__ZU ERLEDIGEN__
Filtere die Daten unten und gib jede Zeile aus, die das Wort „vertex“ enthält. Groß- und Kleinschreibung zählt.

#### ZU VERARBEITENDE DATEN ####

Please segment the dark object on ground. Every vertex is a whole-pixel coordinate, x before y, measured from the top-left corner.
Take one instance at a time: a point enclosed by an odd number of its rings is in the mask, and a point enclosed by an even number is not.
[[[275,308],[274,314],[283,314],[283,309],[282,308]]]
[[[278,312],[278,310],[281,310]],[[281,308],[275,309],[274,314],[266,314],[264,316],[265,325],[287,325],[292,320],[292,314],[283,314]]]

####
#### ZU VERARBEITENDE DATEN ####

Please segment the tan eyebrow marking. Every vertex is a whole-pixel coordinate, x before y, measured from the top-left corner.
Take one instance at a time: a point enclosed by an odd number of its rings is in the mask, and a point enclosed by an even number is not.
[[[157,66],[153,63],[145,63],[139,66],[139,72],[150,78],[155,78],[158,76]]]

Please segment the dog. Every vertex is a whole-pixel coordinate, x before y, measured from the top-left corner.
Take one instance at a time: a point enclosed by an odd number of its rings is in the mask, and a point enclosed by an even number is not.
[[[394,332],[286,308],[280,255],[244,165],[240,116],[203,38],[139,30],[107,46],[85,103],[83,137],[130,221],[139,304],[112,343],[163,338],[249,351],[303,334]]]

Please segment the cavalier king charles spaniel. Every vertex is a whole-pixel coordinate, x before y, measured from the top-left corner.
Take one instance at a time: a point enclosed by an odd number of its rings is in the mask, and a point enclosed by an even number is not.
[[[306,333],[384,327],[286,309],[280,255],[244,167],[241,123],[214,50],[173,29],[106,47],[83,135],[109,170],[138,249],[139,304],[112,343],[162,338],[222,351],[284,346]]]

####

__ERWARTETE AUSGABE__
Please segment the dark object on ground. Every vertex is a whole-pixel coordinate, x before y, measured from the top-left corner.
Please segment the tan eyebrow marking. Every vertex is a whole-pixel coordinate, x before y, measured from the top-left corner.
Please segment the dog. Every vertex is a whole-pixel coordinate, x before y, measured from the top-left corner.
Please segment the cavalier king charles spaniel. Every vertex is a whole-pixel coordinate, x before y, measured from the top-left corner.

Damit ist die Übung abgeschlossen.